## Start Text

WHEN CHILDREN BECAME PEOPLE: THE BIRTH OF CHILDHOOD IN EARLY CHRISTIANITY
By O.M. Bakke; translated by Brian McNeil
Fortress, 348 pages, $18
The making of a Christian child

Reviewed by SUSAN DE GEORGE

What was it like to be a child in the early Christian church? Did you participate in worship or attend school? What did your parents expect from you and how did they treat you? How did the church’s teachings influence you and your family on these subjects? How was your life different from that of a non-Christian child growing up in the Greco-Roman world? O.M. Bakke, associate professor of church history at the School of Mission and Theology in Stavanger, Norway, begins to answer such questions with his book When Children Became People.

Dr. Bakke’s focus is on children and childhood during the first to the fifth centuries. Aiming to understand the extent to which Christianity made an impact on what adults thought about children and how they treated children in day-to-day life, Dr. Bakke approaches his material from the perspective of theological anthropology and social history. He groups sources by thematic topic (for example, abortion and infanticide, education, worship) and then, within the topic, discusses the material chronologically. By doing this, he is able to discuss both what Christians thought about children and what they taught about the treatment of children.

The author begins by looking at children in the Greco-Roman world. He analyzes the negative assessment of childhood found in pagan philosophical writings of the time in which children are seen as less than fully human because they lack the ability to reason. Why have children, then? Most of the sources suggest it’s to guarantee an heir and to provide a parent with help and support in old age. Dr. Bakke then gives an overview of how a typical Greco-Roman family would function, discussing the large number of children growing up in blended families because of remarriage; the role of nurses and pedagogues in a child’s upbringing and education; and the responsibilities fathers, mothers and children each had in a family.

After providing this larger context, Dr. Bakke looks at patristic teachings about the nature of children. The primary question raised in this section concerns a child’s nature in a moral sense. Is a child innocent or not? We learn that from the first to the third centuries, the church fathers, following the lead of Gospel passages, associated children with simplicity and purity. It was not until the fifth century and the Pelagian debate that Augustine posited children as sinners from their birth, condemned to eternal punishment if they should die unbaptized.

The church fathers apparently had a different attitude toward the worth of young children than pagan ethicists did. For Christian writers, all human beings, including babies, were of value because they were created by God. This led the patristic authors to prohibit commonly accepted practices of the day such as abortion (in the Western church after full formation, in the Eastern church from conception on), exposure of infants during the first few days of life, and infanticide. Beginning in the third century, these early church leaders also emphasized the connection between a parent’s duty to raise a Christian child properly and the question of eternal salvation. Children were to be obedient. Teenagers were to be separated by gender so that sons would remain abstinent until marriage. Any child leaving the home was to be under constant supervision. Among the methods used to enforce these early Christian ideals of conduct were limited contact with the pagan world, good role models and, to a much greater degree than in the pagan world, corporal punishment. Should a child fail to meet the standards the church fathers listed, the eternal salvation of the child -- and, according to some patristic writers, the parents as well -- was at stake.

## End Text
## Start Supplied material

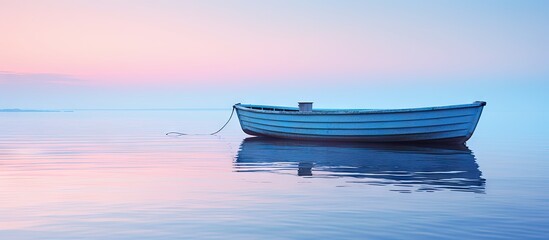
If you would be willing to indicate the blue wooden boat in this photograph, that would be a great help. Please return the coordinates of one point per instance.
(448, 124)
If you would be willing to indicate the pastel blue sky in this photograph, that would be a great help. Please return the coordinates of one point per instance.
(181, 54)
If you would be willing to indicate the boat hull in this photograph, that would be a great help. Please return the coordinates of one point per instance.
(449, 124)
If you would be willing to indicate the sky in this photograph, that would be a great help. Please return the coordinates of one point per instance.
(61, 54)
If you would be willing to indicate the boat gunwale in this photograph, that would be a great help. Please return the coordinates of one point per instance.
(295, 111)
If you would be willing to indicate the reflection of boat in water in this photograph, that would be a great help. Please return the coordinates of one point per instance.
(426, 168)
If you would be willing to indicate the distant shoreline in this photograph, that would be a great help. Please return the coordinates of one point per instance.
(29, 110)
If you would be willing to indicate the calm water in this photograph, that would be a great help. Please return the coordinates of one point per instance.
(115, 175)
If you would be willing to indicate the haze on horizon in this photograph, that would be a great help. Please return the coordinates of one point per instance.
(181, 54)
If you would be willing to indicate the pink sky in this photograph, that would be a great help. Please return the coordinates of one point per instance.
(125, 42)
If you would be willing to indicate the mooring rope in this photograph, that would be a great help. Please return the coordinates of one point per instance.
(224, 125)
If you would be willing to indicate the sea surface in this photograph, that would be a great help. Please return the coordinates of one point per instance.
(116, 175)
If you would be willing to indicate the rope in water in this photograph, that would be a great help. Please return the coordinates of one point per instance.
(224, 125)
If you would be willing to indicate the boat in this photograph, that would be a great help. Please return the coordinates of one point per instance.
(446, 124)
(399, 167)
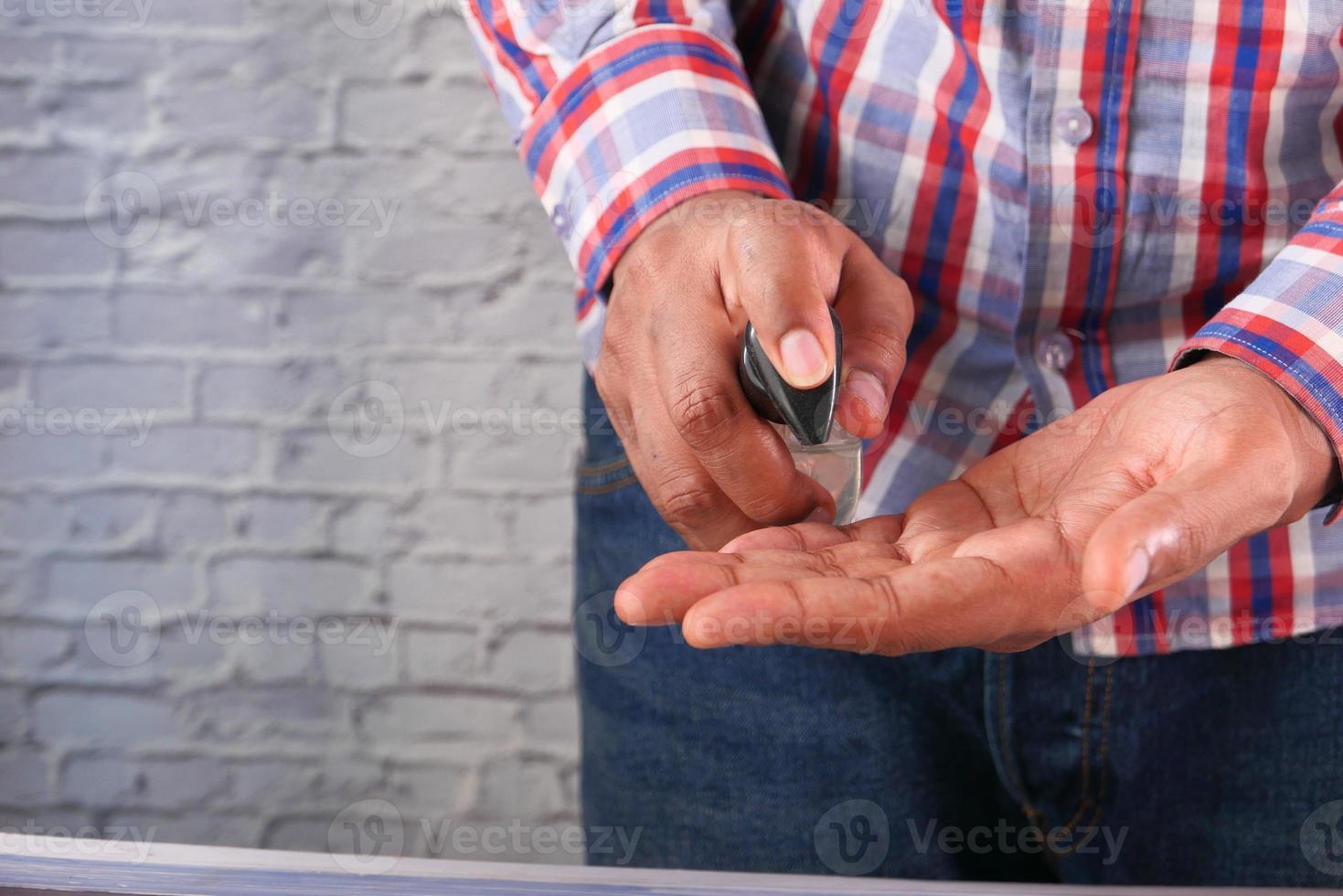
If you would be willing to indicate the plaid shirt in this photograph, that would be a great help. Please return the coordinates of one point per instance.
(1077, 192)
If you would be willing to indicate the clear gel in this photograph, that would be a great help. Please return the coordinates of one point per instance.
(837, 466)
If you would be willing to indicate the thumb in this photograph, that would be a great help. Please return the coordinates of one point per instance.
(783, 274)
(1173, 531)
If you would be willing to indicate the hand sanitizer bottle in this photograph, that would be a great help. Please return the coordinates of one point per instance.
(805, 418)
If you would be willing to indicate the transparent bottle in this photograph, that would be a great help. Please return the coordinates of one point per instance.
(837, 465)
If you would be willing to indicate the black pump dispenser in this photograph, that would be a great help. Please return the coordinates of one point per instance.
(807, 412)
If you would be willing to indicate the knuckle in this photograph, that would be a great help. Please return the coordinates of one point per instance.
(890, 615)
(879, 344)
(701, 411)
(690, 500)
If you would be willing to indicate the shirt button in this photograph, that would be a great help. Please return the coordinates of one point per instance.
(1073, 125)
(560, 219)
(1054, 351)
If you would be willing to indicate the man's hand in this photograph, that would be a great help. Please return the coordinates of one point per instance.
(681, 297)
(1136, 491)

## End Supplied material

## Stated task A
According to the review, why did Christian writers reject practices such as abortion, infant exposure, and infanticide? Answer in one to three sentences.
## Stated task B
In the review, at what institution is O.M. Bakke an associate professor of church history?
## Stated task C
Repeat the part of the review that opens with the words containing "Reviewed by SUSAN" and closes with "Children Became People.".
These records are separate material and are not part of the review.

## Response A
Christian writers held that all human beings, babies included, had value because God created them. That view led them to forbid abortion, the exposure of infants in their first few days, and infanticide, even though these practices were commonly accepted at the time.

## Response B
He teaches at the School of Mission and Theology in Stavanger, Norway.

## Response C
Reviewed by SUSAN DE GEORGE

What was it like to be a child in the early Christian church? Did you participate in worship or attend school? What did your parents expect from you and how did they treat you? How did the church’s teachings influence you and your family on these subjects? How was your life different from that of a non-Christian child growing up in the Greco-Roman world? O.M. Bakke, associate professor of church history at the School of Mission and Theology in Stavanger, Norway, begins to answer such questions with his book When Children Became People.